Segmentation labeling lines
_ _ _ _ _ _ _
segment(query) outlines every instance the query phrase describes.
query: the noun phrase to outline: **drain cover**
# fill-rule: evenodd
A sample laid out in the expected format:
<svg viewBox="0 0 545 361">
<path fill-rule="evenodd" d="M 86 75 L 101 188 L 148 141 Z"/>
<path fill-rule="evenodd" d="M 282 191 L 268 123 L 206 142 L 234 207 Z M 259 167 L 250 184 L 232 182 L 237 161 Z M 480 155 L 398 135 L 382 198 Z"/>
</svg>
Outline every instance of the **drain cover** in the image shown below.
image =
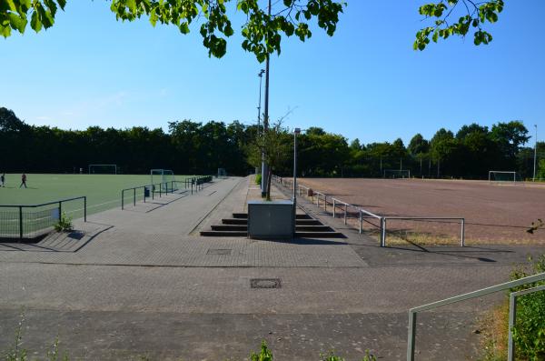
_ _ _ _ _ _ _
» **Given task**:
Can you put the lines above into a JSON list of strings, one string per line, with blank lines skipped and the picture left out?

» **Answer for this exercise**:
[
  "segment(query) outlines every instance the query phrase describes.",
  "query: the noun phrase to outline: **drain cover**",
  "# fill-rule: evenodd",
  "A sample laid out in the expected format:",
  "<svg viewBox=\"0 0 545 361\">",
  "<path fill-rule=\"evenodd\" d=\"M 86 75 L 101 188 L 148 141 Z\"/>",
  "<path fill-rule=\"evenodd\" d=\"M 282 191 L 268 123 L 206 142 L 234 207 Z M 259 167 L 250 184 L 232 182 L 237 161 Z M 480 155 L 398 135 L 382 198 Z\"/>",
  "</svg>",
  "Outline every instance of the **drain cover** in the image shown below.",
  "image ="
]